* Brief
Rewrite everything from the line containing "Indicate a point on each instance of the black" down to the end of the rows, requests included, and give only those lines. Multiply each x and y coordinate in the answers by 2.15 and round to a whole number, with halves going up; leave the numbers in the requests and their samples unchanged.

* Data provided
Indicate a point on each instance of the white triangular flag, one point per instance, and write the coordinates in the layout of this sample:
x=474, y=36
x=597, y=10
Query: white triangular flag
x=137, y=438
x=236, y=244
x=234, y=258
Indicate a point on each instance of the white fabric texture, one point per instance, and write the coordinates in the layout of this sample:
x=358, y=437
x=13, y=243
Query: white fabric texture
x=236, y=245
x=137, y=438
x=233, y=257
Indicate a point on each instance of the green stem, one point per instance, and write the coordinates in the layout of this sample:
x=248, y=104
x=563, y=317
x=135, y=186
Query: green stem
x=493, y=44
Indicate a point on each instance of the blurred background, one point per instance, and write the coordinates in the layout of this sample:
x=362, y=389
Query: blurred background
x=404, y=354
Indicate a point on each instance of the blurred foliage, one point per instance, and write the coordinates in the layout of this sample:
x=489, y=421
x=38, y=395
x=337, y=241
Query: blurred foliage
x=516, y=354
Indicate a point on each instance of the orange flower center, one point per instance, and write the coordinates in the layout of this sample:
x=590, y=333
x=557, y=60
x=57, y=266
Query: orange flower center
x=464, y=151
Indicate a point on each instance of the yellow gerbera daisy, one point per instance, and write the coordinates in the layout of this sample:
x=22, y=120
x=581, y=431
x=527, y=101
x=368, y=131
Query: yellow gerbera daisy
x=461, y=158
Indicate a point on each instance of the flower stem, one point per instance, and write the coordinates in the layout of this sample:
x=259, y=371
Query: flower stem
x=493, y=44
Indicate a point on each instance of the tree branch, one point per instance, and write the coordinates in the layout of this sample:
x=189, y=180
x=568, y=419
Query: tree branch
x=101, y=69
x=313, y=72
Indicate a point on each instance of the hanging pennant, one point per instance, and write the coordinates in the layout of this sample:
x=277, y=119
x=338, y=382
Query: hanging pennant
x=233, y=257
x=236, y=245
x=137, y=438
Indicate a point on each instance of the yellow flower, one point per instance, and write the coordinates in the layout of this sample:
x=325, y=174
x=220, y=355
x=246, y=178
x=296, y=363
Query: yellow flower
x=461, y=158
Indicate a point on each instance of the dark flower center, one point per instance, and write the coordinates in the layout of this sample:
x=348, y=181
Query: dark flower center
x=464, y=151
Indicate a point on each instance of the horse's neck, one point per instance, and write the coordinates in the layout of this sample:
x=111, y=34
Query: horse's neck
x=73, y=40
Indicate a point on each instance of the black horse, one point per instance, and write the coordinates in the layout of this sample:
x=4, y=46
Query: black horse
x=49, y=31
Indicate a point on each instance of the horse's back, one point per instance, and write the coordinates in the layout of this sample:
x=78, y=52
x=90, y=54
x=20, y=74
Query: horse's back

* Solution for this exercise
Indicate a point on each instance of the black horse, one point per instance, and write the coordinates in the layout of this sample:
x=4, y=46
Query: black horse
x=105, y=67
Indicate a point on each instance of the horse's back, one point per instance, and write the coordinates in the layout of this sample:
x=78, y=52
x=90, y=54
x=20, y=74
Query: horse's back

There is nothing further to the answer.